(ELENCO DEI COMPITI):
a – Traduci in inglese la frase «Sembra di vivere una poesia lunga una notte intera.», tratta dal racconto del concerto.
b – Elenca gli aggettivi che il racconto del concerto usa nella frase che descrive il live di Caribou.
c – Riprendi il racconto del concerto dal punto in cui si ferma e continualo.

(TESTO):
***
Verso le 19 credo, non ne sono sicuro dato che ad un certo punto, in questi casi, si comincia a perdere totalmente la cognizione del tempo reale e si inizia a vivere solo i tempi del concerto, riusciamo ad entrare nell’area sottostante al palco. Vediamo gli ultimi preparativi. È tutto perfetto. Una sensazione di pace condivisa, posiamo i piedi nudi sull’erba circondati dagli alberi e ad un tratto si presenta la luna su di noi. Sembra di vivere una poesia lunga una notte intera.
Tutto d’un tratto spunta dal palco Caribou che ci saluta. Non tutti lo conoscono, però. Quando, poco più tardi, inizia il suo live (non mi sforzo ad inventare un fantomatico orario), molti lo osservano sbigottiti. Siamo in pochi a conoscere l’artista canadese. Il suo live è secco, preciso, diretto. Con buone probabilità sarà stato già ripetuto più e più volte in questi giorni post-Radiohead, ma “Sun” dal vivo è un vortice ipnotico dalla potenza immane. L’apertura di Caribou dura il tempo di 4 canzoni. Forse troppa bravura e poca intensità, ma forse Caribou ha bisogno del suo ambiente e di un suo concerto vero per essere apprezzato in pieno in sede live. Per il resto lo show è ineccepibile.
È il momento cruciale: Caribou e la sua band lasciano il palco ai Radiohead. Non mi sembra molto il tempo che separa i 2 set o è solo una mia illusione.
***
(VOCI):
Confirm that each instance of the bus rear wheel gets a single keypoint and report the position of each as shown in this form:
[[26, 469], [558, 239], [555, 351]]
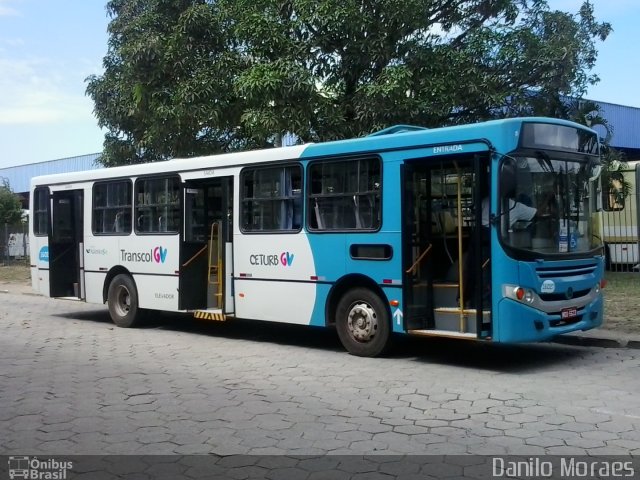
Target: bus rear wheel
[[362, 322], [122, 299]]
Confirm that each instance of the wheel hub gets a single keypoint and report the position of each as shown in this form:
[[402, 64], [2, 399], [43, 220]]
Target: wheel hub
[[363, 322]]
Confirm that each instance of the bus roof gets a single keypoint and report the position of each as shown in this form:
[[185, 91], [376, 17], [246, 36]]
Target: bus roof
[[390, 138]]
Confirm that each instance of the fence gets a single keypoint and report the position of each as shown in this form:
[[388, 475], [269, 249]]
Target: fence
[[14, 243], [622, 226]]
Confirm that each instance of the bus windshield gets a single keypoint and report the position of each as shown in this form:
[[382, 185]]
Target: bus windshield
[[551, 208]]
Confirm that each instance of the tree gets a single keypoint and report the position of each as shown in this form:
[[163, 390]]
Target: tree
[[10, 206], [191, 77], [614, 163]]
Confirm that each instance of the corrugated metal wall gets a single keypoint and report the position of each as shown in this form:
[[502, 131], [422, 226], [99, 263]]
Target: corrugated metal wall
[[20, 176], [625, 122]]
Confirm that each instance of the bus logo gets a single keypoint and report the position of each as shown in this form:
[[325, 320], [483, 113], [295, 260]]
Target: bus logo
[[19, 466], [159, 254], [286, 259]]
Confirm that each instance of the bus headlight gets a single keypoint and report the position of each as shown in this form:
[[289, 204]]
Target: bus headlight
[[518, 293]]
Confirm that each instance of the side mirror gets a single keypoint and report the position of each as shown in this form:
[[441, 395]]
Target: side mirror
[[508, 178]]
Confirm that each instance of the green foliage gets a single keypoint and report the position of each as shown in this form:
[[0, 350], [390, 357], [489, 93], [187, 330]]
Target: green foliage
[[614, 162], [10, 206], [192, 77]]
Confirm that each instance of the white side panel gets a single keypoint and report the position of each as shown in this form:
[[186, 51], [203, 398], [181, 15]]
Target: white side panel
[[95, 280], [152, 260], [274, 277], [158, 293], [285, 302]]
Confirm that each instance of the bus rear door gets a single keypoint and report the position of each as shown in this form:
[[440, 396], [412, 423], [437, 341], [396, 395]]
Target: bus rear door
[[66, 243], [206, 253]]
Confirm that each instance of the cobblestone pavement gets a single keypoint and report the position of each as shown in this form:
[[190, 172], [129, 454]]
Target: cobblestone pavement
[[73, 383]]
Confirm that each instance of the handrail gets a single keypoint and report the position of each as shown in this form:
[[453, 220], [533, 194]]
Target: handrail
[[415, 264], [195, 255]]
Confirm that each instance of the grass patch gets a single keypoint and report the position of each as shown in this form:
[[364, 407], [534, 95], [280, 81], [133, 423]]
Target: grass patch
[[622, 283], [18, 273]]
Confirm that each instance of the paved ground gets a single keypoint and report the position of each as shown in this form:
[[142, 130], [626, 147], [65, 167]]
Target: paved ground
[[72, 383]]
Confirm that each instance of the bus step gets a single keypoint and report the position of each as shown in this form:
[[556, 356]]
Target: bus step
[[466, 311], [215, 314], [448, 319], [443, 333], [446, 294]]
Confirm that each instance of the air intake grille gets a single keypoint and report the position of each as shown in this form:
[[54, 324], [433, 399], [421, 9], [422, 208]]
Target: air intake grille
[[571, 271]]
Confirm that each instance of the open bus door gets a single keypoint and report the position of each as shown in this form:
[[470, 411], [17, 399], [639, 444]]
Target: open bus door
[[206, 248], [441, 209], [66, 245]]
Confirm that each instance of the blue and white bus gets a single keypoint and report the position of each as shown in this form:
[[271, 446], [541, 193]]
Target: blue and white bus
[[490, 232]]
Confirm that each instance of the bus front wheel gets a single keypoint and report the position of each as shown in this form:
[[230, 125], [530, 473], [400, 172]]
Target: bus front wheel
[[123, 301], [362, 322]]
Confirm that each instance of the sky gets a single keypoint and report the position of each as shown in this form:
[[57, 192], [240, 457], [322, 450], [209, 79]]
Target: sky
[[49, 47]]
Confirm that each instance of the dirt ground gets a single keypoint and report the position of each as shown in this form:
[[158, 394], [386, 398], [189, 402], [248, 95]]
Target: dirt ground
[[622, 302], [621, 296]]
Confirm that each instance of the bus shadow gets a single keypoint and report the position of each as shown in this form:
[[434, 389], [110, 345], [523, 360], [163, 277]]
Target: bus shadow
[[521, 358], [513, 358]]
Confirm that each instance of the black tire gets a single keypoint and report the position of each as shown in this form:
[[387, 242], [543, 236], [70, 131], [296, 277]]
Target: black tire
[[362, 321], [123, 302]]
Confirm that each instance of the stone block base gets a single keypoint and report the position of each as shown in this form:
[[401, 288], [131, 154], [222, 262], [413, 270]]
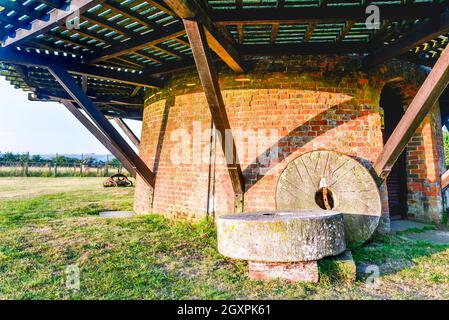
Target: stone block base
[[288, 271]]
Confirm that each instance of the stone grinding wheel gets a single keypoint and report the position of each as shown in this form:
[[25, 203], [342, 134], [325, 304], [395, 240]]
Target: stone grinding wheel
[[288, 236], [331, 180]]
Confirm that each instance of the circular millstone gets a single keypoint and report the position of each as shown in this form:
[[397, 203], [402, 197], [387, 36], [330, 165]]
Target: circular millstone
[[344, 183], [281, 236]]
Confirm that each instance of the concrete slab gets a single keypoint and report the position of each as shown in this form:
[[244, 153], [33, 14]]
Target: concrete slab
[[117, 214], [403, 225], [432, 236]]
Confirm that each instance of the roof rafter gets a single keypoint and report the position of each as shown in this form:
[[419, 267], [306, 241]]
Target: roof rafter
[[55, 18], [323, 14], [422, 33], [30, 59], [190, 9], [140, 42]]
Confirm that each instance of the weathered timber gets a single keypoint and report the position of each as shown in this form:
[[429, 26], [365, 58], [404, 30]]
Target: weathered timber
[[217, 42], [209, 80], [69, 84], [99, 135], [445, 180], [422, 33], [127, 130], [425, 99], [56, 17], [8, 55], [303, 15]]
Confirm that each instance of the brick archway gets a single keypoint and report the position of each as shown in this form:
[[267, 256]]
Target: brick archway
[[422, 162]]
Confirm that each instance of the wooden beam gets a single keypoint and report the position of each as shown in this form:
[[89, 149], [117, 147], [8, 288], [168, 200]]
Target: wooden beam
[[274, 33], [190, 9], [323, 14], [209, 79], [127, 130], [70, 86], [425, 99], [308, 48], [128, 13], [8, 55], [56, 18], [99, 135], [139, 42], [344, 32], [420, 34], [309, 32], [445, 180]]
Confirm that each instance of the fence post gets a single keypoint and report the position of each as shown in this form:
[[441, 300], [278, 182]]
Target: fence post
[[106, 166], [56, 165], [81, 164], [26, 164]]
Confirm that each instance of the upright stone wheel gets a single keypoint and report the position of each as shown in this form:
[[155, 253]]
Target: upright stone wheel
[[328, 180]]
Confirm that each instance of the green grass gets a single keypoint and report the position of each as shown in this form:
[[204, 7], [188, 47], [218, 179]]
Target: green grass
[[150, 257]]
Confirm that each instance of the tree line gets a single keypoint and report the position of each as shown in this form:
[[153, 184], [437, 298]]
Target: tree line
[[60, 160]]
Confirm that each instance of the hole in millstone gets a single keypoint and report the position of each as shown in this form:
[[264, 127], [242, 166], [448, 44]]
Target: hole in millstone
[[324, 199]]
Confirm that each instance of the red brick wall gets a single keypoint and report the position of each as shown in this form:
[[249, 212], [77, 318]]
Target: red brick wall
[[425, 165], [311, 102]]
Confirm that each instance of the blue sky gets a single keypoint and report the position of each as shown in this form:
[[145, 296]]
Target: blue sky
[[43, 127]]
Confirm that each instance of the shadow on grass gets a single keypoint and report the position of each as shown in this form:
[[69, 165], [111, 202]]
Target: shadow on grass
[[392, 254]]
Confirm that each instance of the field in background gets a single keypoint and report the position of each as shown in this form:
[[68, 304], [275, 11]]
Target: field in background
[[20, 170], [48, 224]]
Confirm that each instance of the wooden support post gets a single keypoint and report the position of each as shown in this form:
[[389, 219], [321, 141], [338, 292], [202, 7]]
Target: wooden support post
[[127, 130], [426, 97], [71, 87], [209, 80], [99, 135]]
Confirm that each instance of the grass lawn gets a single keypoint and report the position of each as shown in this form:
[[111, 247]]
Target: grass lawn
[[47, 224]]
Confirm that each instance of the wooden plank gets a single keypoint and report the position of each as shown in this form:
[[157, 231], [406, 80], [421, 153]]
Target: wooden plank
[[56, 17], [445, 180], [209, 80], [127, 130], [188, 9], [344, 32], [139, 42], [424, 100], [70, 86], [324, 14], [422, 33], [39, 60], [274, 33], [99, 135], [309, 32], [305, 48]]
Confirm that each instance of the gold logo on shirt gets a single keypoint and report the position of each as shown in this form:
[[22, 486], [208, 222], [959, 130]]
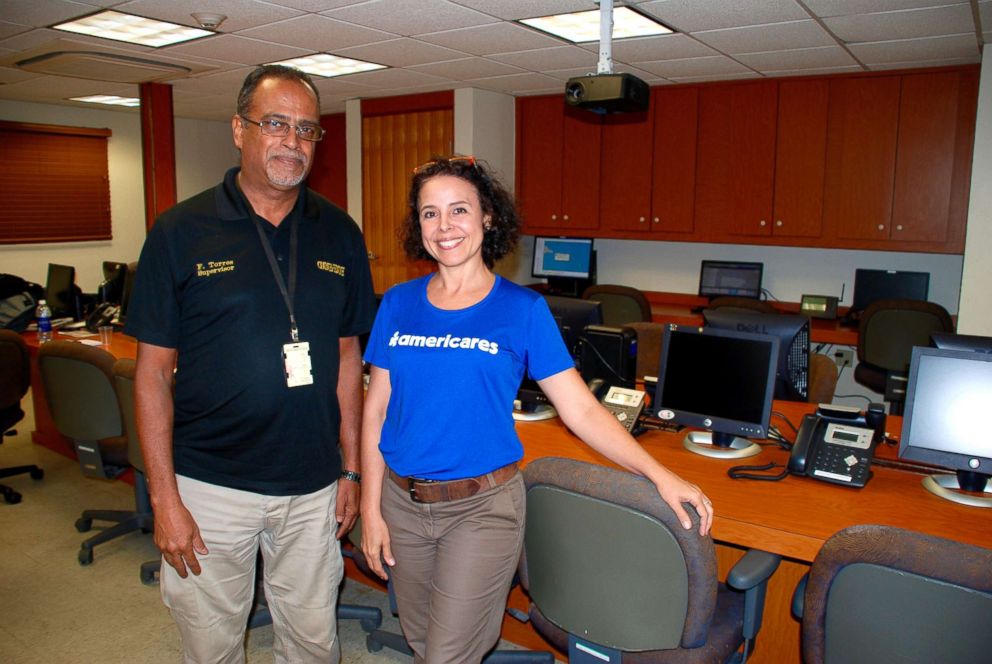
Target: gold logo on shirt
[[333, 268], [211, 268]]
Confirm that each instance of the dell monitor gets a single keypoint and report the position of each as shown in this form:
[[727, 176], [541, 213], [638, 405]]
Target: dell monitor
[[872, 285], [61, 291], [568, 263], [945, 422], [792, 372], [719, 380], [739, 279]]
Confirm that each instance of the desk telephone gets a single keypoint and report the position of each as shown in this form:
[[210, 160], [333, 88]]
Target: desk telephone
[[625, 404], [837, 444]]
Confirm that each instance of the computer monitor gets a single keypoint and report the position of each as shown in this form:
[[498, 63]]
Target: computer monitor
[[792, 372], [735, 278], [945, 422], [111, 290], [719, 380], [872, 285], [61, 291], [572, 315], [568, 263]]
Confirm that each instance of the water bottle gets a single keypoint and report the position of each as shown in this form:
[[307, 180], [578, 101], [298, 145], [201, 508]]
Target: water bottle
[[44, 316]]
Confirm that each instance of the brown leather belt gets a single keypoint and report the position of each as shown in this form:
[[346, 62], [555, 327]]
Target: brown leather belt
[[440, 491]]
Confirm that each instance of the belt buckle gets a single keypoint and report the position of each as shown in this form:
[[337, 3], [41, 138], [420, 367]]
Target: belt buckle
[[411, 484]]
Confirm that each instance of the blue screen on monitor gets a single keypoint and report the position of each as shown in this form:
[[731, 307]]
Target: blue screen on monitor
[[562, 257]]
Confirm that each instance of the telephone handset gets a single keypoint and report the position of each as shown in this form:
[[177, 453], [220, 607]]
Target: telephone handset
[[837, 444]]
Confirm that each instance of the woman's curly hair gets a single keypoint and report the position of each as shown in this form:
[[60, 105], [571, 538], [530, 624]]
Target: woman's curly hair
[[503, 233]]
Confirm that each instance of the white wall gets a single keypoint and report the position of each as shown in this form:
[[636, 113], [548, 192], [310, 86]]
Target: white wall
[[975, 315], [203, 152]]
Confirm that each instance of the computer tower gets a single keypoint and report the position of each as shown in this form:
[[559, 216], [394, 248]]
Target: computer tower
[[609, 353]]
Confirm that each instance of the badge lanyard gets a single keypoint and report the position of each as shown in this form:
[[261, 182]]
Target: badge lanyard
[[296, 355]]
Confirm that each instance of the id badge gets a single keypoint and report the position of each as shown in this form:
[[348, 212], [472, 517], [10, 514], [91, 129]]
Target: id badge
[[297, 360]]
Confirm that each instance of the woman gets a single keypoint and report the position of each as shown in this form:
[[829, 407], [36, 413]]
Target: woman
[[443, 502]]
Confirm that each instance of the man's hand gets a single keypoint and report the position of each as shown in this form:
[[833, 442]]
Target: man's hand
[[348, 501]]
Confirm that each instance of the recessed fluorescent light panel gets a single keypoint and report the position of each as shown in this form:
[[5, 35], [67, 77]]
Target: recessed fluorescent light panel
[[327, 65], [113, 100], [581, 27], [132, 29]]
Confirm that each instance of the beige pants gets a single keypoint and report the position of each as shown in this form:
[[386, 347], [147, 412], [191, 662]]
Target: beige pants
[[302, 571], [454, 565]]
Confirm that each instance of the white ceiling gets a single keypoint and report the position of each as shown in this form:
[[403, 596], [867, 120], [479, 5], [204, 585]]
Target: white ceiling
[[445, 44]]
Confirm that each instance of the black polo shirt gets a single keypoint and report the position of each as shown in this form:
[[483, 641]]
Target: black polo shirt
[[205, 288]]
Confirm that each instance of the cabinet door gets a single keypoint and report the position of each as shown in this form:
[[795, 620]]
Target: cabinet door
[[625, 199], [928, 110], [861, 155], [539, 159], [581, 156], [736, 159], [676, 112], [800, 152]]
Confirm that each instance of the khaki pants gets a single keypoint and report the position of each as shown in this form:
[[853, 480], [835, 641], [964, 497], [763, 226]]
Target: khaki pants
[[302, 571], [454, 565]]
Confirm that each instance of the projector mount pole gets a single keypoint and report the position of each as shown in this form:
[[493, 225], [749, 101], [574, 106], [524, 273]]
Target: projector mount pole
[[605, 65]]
***
(SOLUZIONI):
a – It feels like living a poem that lasts an entire night.

b – secco, preciso, diretto

c –
Un boato e i Radiohead sono sul palco. Imbracciano gli strumenti: lo spettacolo ha inizio. Partono con la sinuosa “Bloom”. È la prima volta che vivo un loro concerto. Riesco subito a realizzare la monumentalità di quello che sto per assistere, del vortice in cui verrò trasportato. Come entrare in un tunnel e, in fondo, non uscirne mai più totalmente.
Sul palco sono perfetti e ai 5 di Oxford si aggiunge Clive Deamer dei Portishead alla batteria a rafforzare una sezione ritmica articolatissima.
A “Bloom” segue la sublime “There There”, poi ci si comincia a muovere con le vibrazioni elettroniche e le chitarre di “15 Step”.
Dopo aver suonato “Kid A”, “Staircase”, “Weird Fishes/Arpeggi” e qualche altro brano Thom si siede al pianoforte.
È il momento di “You And Whose Army?” con gli schermi che inquadrano giusto in viso Thom Yorke che canta lasciandoci sorrisi eterni. Poi “Nude”. Uno dei momenti più forti di tutto il concerto. Le 2 ballate, quasi isolate da tutto il live, poste in mezzo, rappresentano uno dei momenti più toccanti del concerto fiorentino: la ‘meravigliosità’ della musica unita all’impatto visivo ricreato attraverso il posizionamento degli schermi si annida in ognuno di noi. È l’estasi e siamo liberi di riempirci. È un attimo umanamente importante o forse sono solo io che esagero.
Da qui in poi ogni limite è superato. Ogni collegamento col reale disattivato. Siamo nel vortice. Da qui in poi il concerto dei Radiohead diventa, per me, un’esperienza in bilico fra il presente e l’eterno.
“Identikit” e potrei mettere un punto. La “nuova” canzone dei Radiohead con quell’andatura trip-hop, quel cantato a più voci, quelle tastiere centrali mi lascia senza parole, ma con tante urla d’approvazione.
I Radiohead a questo punto continuano a sparare su di noi e vanno giù con “Lotus Flower”, già bellissima in studio, che qui assume una nuova aurea. La perfezione che raggiunge la riproposizione in sede live del primo singolo estratto da “King Of The Limbs” è una delle grandi sorprese del set.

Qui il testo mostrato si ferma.